AIM OF THE TASK -
Write out once more the lines running from the top of the entries below to the line with "paths: evenodd", both ends included.

Stored data -
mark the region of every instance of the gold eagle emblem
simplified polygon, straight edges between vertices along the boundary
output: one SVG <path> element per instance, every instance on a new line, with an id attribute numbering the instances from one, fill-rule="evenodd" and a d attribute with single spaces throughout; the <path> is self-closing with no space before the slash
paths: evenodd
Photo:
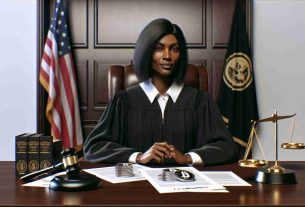
<path id="1" fill-rule="evenodd" d="M 252 83 L 252 64 L 244 53 L 233 53 L 227 58 L 224 82 L 235 91 L 243 91 Z"/>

TASK ANSWER -
mark the region of every instance of the gold eagle emblem
simplified polygon, straight edges between vertices along the boundary
output: one SVG <path> element per instance, every instance on a new line, with an id attribute numbering the instances from one, fill-rule="evenodd" and a d attribute with single spaces throughout; the <path> is self-closing with no space before the slash
paths: evenodd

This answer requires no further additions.